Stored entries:
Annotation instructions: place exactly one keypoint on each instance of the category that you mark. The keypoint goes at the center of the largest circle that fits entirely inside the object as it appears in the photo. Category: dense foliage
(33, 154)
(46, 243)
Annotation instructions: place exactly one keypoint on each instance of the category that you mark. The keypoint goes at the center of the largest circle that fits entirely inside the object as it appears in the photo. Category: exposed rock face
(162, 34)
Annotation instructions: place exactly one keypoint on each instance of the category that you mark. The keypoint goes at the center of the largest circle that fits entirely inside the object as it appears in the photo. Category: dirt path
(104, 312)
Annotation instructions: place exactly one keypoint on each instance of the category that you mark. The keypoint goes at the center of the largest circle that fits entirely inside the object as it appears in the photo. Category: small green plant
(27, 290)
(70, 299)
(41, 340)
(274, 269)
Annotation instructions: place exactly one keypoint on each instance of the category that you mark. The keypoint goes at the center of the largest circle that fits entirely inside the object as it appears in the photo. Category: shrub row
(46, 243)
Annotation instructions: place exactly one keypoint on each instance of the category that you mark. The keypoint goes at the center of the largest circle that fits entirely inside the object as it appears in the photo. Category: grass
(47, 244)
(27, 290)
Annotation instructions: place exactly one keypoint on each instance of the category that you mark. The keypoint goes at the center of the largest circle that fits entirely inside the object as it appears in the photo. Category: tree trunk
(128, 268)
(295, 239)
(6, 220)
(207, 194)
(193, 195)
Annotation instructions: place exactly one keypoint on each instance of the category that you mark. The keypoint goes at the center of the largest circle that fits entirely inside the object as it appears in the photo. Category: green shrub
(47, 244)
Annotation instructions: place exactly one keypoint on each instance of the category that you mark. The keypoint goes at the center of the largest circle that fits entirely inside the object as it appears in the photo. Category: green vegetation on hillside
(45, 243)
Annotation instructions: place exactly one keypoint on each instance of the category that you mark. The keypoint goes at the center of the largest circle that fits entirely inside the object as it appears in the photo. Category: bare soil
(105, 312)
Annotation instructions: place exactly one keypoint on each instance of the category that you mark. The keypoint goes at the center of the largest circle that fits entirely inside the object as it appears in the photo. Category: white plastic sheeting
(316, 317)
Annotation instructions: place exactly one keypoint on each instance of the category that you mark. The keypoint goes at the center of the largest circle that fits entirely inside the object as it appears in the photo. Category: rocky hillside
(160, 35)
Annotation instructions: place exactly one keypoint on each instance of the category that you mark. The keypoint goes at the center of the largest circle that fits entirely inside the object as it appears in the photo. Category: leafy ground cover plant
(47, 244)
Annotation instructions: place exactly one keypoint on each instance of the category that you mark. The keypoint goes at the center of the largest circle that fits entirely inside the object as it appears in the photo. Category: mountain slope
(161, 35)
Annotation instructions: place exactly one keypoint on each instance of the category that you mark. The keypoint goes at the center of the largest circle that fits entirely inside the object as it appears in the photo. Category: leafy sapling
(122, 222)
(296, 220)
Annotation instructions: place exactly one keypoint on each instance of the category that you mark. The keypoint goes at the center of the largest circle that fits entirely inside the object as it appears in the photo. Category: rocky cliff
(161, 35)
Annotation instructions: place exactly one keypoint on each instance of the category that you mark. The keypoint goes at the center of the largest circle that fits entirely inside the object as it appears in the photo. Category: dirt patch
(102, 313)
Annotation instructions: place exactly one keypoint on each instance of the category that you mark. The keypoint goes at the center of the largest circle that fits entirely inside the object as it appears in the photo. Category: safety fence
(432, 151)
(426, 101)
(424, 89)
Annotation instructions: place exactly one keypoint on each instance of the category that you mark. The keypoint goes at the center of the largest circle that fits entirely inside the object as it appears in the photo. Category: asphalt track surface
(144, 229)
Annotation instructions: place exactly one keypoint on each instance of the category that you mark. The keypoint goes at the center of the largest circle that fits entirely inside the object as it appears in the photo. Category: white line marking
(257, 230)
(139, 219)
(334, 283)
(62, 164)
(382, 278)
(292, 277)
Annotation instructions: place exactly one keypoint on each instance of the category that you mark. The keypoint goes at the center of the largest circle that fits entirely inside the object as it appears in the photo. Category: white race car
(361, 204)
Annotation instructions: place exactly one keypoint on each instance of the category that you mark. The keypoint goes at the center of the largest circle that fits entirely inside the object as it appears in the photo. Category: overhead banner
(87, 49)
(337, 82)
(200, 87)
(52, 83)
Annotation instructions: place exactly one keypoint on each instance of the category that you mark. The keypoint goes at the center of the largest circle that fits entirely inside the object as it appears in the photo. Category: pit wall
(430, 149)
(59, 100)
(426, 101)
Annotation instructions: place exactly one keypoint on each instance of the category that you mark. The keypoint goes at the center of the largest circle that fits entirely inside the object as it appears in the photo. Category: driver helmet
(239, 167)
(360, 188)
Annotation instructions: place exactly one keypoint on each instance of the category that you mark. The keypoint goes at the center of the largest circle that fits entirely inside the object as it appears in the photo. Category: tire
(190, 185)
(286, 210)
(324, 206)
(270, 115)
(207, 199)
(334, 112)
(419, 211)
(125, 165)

---

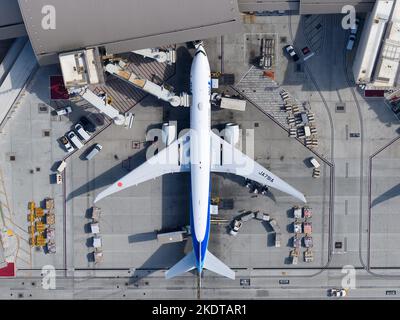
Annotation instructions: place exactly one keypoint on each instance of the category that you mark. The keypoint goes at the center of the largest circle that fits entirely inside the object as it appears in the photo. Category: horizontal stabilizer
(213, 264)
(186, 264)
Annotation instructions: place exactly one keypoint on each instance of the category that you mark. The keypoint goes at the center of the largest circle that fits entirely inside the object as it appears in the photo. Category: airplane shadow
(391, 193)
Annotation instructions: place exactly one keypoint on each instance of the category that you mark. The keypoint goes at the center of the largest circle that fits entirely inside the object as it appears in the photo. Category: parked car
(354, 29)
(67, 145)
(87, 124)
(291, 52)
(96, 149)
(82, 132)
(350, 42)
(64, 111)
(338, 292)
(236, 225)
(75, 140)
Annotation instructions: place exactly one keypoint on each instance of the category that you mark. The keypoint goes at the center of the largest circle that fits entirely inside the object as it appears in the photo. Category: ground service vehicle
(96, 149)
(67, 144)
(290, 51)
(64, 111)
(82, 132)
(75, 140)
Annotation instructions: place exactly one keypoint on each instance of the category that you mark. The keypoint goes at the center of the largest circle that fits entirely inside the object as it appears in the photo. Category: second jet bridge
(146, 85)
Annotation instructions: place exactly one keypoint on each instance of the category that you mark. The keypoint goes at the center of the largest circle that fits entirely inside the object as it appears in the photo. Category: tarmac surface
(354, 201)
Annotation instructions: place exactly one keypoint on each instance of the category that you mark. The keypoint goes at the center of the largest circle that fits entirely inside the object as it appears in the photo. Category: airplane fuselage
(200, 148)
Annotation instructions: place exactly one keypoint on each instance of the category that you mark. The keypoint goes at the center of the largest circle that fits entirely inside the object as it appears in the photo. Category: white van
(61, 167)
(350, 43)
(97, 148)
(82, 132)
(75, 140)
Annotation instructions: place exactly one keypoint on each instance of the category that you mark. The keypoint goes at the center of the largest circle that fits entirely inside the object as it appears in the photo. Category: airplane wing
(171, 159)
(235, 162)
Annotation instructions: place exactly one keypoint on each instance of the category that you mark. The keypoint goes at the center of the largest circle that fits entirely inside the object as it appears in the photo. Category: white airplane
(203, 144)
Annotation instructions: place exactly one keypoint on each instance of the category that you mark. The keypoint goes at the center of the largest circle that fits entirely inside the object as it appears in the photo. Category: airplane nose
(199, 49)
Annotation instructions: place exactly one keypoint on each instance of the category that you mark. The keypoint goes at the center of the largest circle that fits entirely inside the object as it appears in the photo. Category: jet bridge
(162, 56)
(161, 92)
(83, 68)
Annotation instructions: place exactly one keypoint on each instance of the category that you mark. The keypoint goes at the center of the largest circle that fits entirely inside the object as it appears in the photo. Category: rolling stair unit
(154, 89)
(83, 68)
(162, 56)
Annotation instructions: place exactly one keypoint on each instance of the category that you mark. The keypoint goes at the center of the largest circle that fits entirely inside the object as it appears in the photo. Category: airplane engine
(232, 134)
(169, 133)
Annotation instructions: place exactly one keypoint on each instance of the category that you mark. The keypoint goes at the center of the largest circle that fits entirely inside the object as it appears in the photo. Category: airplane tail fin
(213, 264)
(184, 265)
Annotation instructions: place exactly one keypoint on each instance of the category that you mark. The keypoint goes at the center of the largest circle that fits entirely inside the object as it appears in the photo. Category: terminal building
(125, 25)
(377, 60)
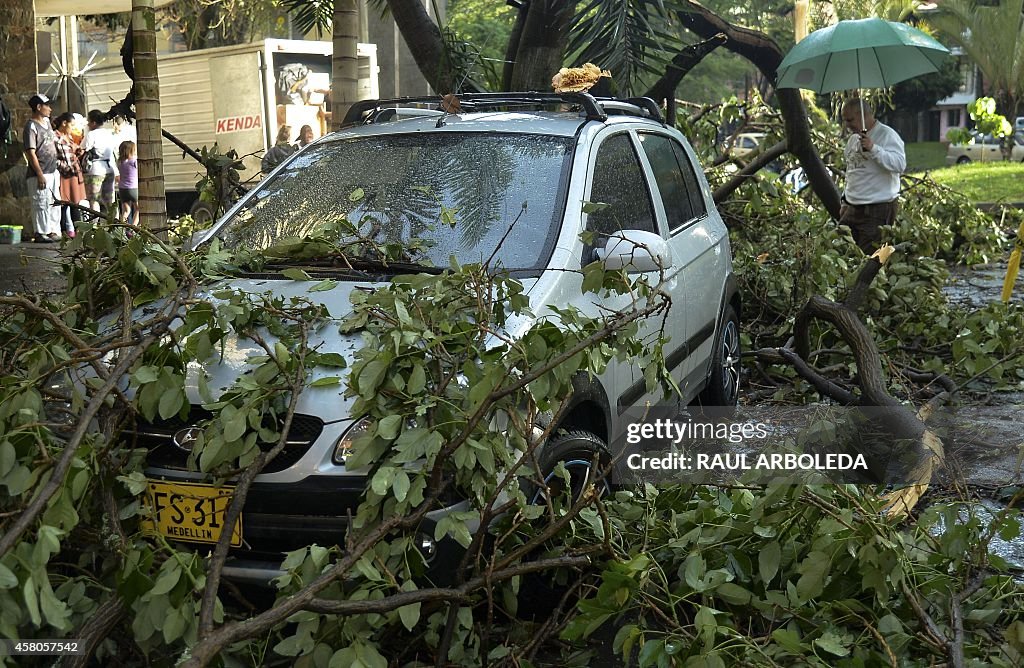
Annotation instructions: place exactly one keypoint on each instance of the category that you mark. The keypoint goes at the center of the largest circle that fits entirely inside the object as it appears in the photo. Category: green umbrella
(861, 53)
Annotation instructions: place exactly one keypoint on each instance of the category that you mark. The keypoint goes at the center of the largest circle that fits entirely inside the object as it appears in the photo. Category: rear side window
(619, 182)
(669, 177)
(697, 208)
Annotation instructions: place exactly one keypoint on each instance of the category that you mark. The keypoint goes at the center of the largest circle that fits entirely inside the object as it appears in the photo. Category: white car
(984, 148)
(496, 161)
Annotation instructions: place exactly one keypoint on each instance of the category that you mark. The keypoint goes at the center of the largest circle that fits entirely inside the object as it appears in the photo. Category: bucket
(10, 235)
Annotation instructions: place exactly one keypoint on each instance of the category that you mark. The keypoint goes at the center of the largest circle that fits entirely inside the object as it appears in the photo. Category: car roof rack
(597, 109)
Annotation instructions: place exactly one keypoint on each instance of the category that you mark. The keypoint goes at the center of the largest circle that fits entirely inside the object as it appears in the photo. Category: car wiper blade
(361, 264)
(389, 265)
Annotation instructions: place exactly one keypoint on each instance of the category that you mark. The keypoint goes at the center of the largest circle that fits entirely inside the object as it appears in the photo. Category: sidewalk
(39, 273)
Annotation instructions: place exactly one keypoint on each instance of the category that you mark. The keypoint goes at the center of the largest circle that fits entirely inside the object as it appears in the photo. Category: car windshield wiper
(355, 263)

## What to produce
Gather every line from the stored entries above that contains the string "airplane", and list them in their original order.

## Finished task
Annotation instructions: place exactly one keypoint on each instance of the category that you mark. The keypoint goes at the center of the largest circle that fits entirely inside the object as it appears in the photo. Category: airplane shadow
Annotation instructions: place exactly one keypoint on each instance of the category that you mark. The keypoint goes at the center of the largest circle that fits entirely inside the object as it appears in the photo. Category: airplane fuselage
Annotation instructions: place exactly one keypoint on each instance of the category that you mark. The keypoint goes at the center of the largest circle that fits entirely inside the object as it appears in the photo. Category: airplane wing
Annotation instructions: place exactly one keypoint on each instance of the category that you mark. The keypoint goes at the center of the largest circle that fits entirely inside the object as it appears in the photo. Category: white airplane
Annotation instructions: place exactly one keypoint on each instance of the category that you mark. The keypoint goes at the center of the largest circle that fits entirely inside the object as it appears in the photo. Category: airplane nose
Annotation instructions: place exactly one keypoint on each instance of the category that you mark. The keypoint goes at the center of the largest circle that fits entirely inside the object as it appears in the photo. Category: airplane engine
Annotation instructions: place exactly one keypoint on each instance of the category that you mark. The keypoint goes at the center of the largest circle that fits entirely inside the object as it appears in the photo. Category: airplane tail fin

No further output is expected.